### [WORK TO BE COMPLETED]
Extract every line in the entries below that contains the word "white".

### [SUPPLIED RECORDS]
# # # # # # #
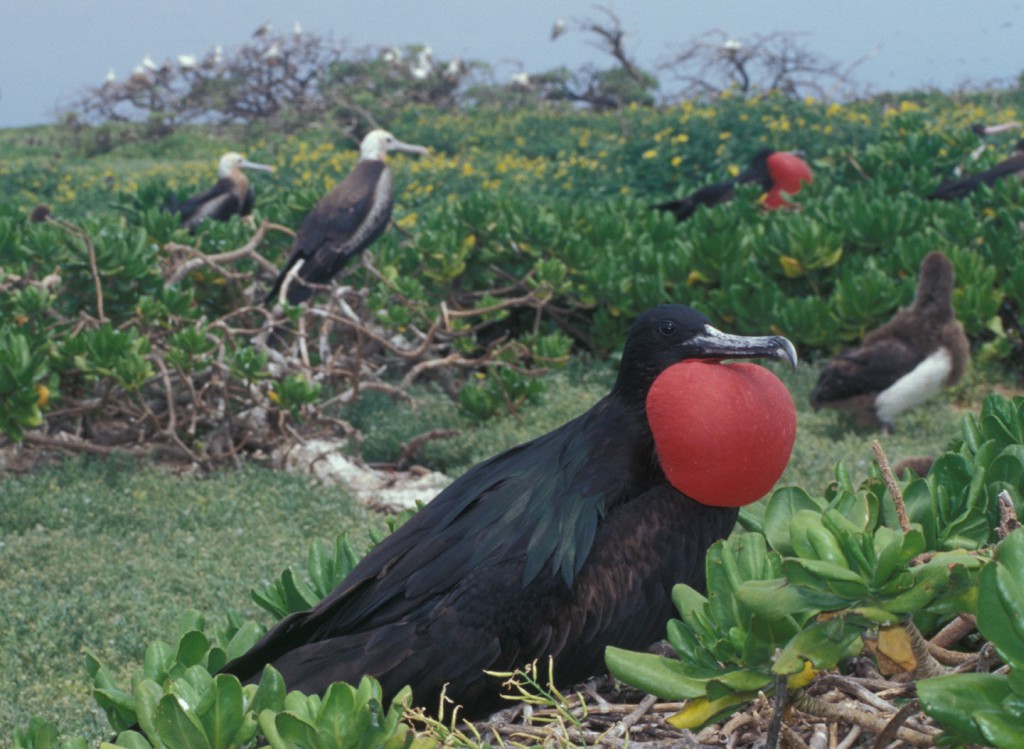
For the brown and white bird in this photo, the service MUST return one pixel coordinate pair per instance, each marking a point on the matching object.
# # # # # # #
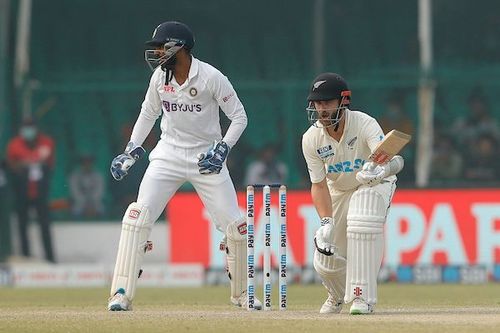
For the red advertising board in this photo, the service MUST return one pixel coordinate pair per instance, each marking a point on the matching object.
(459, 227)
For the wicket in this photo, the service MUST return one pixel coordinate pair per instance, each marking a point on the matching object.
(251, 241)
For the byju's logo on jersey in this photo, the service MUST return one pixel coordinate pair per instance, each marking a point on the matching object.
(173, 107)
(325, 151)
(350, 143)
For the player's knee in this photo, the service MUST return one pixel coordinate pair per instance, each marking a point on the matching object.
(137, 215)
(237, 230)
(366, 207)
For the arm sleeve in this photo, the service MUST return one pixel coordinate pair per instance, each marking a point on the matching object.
# # # # # # #
### [SOLUTION TO THIS TASK]
For the brown and white bird in this photo, the service MUST return one pixel coordinate pair per instance, each marking a point on the matching object.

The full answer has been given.